*** DATA FOR REVIEW Section Begins ***

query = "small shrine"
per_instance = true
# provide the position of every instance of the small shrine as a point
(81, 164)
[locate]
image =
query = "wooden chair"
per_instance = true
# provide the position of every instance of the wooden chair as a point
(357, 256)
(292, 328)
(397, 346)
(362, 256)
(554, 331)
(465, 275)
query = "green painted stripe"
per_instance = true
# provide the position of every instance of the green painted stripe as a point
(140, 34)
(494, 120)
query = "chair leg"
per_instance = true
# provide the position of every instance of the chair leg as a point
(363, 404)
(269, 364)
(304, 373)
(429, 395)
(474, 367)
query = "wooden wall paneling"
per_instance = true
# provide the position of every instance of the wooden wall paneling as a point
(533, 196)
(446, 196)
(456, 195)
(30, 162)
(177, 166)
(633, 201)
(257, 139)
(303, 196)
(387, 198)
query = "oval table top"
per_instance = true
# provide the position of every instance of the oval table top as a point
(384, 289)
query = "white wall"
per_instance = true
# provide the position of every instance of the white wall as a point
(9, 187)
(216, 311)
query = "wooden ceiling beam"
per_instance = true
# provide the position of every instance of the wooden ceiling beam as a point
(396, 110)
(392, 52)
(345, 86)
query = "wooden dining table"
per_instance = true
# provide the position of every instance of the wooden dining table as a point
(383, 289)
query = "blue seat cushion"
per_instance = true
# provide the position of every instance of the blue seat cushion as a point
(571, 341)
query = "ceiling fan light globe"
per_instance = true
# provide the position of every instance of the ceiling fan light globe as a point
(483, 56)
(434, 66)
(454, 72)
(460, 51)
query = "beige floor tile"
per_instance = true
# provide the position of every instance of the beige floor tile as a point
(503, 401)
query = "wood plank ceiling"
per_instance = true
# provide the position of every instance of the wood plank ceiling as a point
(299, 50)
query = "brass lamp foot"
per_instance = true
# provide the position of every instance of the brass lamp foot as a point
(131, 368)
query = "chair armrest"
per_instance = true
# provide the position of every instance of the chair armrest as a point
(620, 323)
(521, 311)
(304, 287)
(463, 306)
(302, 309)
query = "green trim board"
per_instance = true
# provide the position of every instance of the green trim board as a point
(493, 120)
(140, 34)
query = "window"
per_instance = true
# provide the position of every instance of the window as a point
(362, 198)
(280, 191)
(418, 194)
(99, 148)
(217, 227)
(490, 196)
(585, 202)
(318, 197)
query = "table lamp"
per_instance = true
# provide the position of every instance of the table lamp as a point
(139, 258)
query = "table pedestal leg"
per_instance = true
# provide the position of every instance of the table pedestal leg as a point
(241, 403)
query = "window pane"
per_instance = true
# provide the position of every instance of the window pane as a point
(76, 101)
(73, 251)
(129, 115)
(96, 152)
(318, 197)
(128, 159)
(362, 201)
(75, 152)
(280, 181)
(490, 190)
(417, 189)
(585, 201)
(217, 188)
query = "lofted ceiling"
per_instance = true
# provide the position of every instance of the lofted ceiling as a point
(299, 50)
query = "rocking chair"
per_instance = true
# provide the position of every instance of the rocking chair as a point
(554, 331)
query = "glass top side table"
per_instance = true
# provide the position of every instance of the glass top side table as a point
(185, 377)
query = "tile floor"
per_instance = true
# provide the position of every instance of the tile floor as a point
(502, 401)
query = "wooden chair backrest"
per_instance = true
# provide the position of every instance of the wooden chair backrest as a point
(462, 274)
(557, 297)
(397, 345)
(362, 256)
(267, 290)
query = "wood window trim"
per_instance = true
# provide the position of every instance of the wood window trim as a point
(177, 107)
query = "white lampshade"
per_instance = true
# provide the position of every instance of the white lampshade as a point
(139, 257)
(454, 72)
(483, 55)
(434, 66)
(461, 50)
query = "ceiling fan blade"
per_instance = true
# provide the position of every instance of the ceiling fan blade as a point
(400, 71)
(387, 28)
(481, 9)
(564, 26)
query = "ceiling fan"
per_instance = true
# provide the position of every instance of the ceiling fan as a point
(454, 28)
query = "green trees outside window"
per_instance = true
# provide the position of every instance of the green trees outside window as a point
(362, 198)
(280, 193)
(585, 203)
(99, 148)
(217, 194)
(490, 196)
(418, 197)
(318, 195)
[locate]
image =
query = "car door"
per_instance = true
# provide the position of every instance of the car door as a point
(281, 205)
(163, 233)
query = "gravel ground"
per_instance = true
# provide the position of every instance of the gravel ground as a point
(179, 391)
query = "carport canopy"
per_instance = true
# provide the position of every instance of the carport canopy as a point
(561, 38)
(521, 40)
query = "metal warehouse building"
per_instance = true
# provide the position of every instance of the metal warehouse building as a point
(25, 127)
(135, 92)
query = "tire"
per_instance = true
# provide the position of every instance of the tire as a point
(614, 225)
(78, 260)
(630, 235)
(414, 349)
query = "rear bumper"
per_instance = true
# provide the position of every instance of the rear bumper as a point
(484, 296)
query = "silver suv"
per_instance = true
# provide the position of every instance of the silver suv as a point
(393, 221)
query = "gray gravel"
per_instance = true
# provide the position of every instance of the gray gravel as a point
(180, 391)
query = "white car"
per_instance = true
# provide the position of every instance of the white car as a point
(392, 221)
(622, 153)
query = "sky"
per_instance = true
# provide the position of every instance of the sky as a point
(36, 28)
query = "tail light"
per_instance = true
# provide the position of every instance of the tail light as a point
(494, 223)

*** DATA FOR REVIEW Section Ends ***

Reproduce the records exactly as they appear.

• _EXERCISE RESULT_:
query = "small shrine"
per_instance = true
# provide the position of every instance of the small shrine as a point
(81, 164)
[locate]
image =
query = "wooden chair"
per_instance = true
# provide the position of every instance of the wooden chair as a point
(357, 256)
(292, 328)
(397, 346)
(362, 256)
(554, 331)
(465, 275)
query = "green painted stripe"
per_instance = true
# provide the position of every instance of the green painted stripe as a point
(140, 34)
(494, 120)
query = "chair leg"
per_instance = true
# provide the position of every instance of the chair leg as a point
(363, 404)
(269, 364)
(304, 373)
(429, 395)
(474, 367)
query = "wooden wall paneling"
per_instance = true
# provide the position of every instance of the wooden wall paneling as a point
(533, 196)
(446, 196)
(456, 195)
(30, 162)
(177, 166)
(633, 201)
(257, 139)
(303, 196)
(387, 198)
query = "oval table top"
per_instance = true
# provide the position of every instance of the oval table top as a point
(384, 289)
query = "white wall"
per_instance = true
# provide the position of every instance of the white wall as a point
(9, 187)
(216, 311)
query = "wooden ceiling beam"
per_instance = true
# provide the position of every instance of the wooden ceiling beam as a point
(396, 110)
(392, 52)
(345, 86)
query = "wooden dining table"
per_instance = true
# provide the position of every instance of the wooden dining table as a point
(383, 289)
query = "blue seat cushion"
per_instance = true
# provide the position of every instance of the blue seat cushion as a point
(571, 341)
query = "ceiling fan light globe"
per_instance = true
# provide the position of every instance of the ceiling fan light globe as a point
(483, 56)
(434, 66)
(454, 72)
(460, 51)
query = "beige floor tile"
per_instance = true
# provide the position of every instance of the beige floor tile as a point
(503, 401)
query = "wood plank ceiling"
per_instance = true
# provide the position of every instance of the wood plank ceiling as a point
(299, 50)
query = "brass lamp foot"
per_instance = true
# provide the position of every instance of the brass lamp foot as a point
(131, 368)
query = "chair armrest"
per_instance = true
# provide the position of every instance of the chair armrest as a point
(620, 323)
(521, 311)
(304, 287)
(463, 306)
(302, 309)
query = "green trim board"
per_instance = true
# provide the position of every instance of the green trim board as a point
(493, 120)
(140, 34)
query = "window"
per_instance = true
# provide the position of every instance of the window as a point
(362, 198)
(280, 191)
(418, 194)
(99, 148)
(217, 227)
(490, 196)
(585, 202)
(318, 197)
query = "table lamp"
per_instance = true
# provide the position of every instance of the table lamp as a point
(139, 258)
query = "table pedestal leg"
per_instance = true
# provide the position of every instance of the table pedestal leg as a point
(241, 403)
query = "window pane"
per_instance = true
# provide the position of every instance of the window pane as a point
(76, 101)
(73, 251)
(129, 115)
(96, 152)
(318, 197)
(128, 159)
(362, 201)
(75, 152)
(280, 181)
(490, 190)
(417, 189)
(585, 201)
(217, 188)
query = "lofted ceiling"
per_instance = true
# provide the position of every instance of the lofted ceiling as a point
(299, 50)
query = "rocking chair"
per_instance = true
# provide the position of every instance of the rocking chair as a point
(554, 331)
query = "glass top side table"
per_instance = true
# provide the position of every instance of the glass top side table as a point
(185, 377)
query = "tile floor"
per_instance = true
# provide the position of every instance of the tile floor as a point
(502, 401)
query = "wooden chair backrest"
per_instance = true
# provide the position of every instance of the wooden chair backrest as a point
(462, 274)
(557, 297)
(397, 345)
(362, 256)
(267, 290)
query = "wood window trim"
per_instance = true
# provide the position of every instance of the wood window trim as a point
(177, 107)
query = "white lampshade"
per_instance = true
# provide the position of every instance of the white lampshade as a point
(139, 257)
(454, 72)
(483, 55)
(434, 66)
(461, 50)
query = "ceiling fan blade"
per_instance = true
# provide the position of every instance of the ceiling fan blade as a point
(400, 71)
(387, 28)
(481, 9)
(564, 26)
query = "ceiling fan"
per_instance = true
# provide the position of every instance of the ceiling fan as a point
(454, 28)
query = "green trees outside window"
per_instance = true
# provide the position of every instance of the green trees outside window as a point
(362, 198)
(280, 193)
(585, 203)
(99, 148)
(217, 194)
(490, 196)
(418, 197)
(318, 195)
[locate]
image =
query = "car door"
per_instance = true
# provide the position of every instance of the car door as a point
(281, 205)
(163, 233)
query = "gravel ground"
per_instance = true
# provide the position of every instance of the gravel ground as a point
(179, 391)
query = "carport canopy"
per_instance = true
# provide the position of every instance of the carport canopy as a point
(561, 38)
(521, 40)
query = "metal warehouse building"
per_instance = true
# provide the position of every instance of the metal warehouse building as a point
(25, 127)
(135, 92)
query = "tire"
per_instance = true
# provide the position of every instance of the tire as a point
(614, 225)
(78, 260)
(630, 235)
(414, 349)
query = "rear bumper"
per_instance = true
# provide the position of every instance of the rear bumper as a point
(484, 296)
query = "silver suv"
per_instance = true
# provide the position of every instance of the silver suv as a point
(393, 221)
query = "gray gravel"
per_instance = true
# provide the position of every instance of the gray gravel as a point
(180, 391)
query = "white car"
per_instance = true
# provide the position of every instance of the white car as a point
(392, 221)
(622, 153)
query = "sky"
per_instance = true
# provide the position of every instance of the sky as a point
(36, 28)
query = "tail light"
per_instance = true
# provide the position of every instance of the tail light as a point
(494, 223)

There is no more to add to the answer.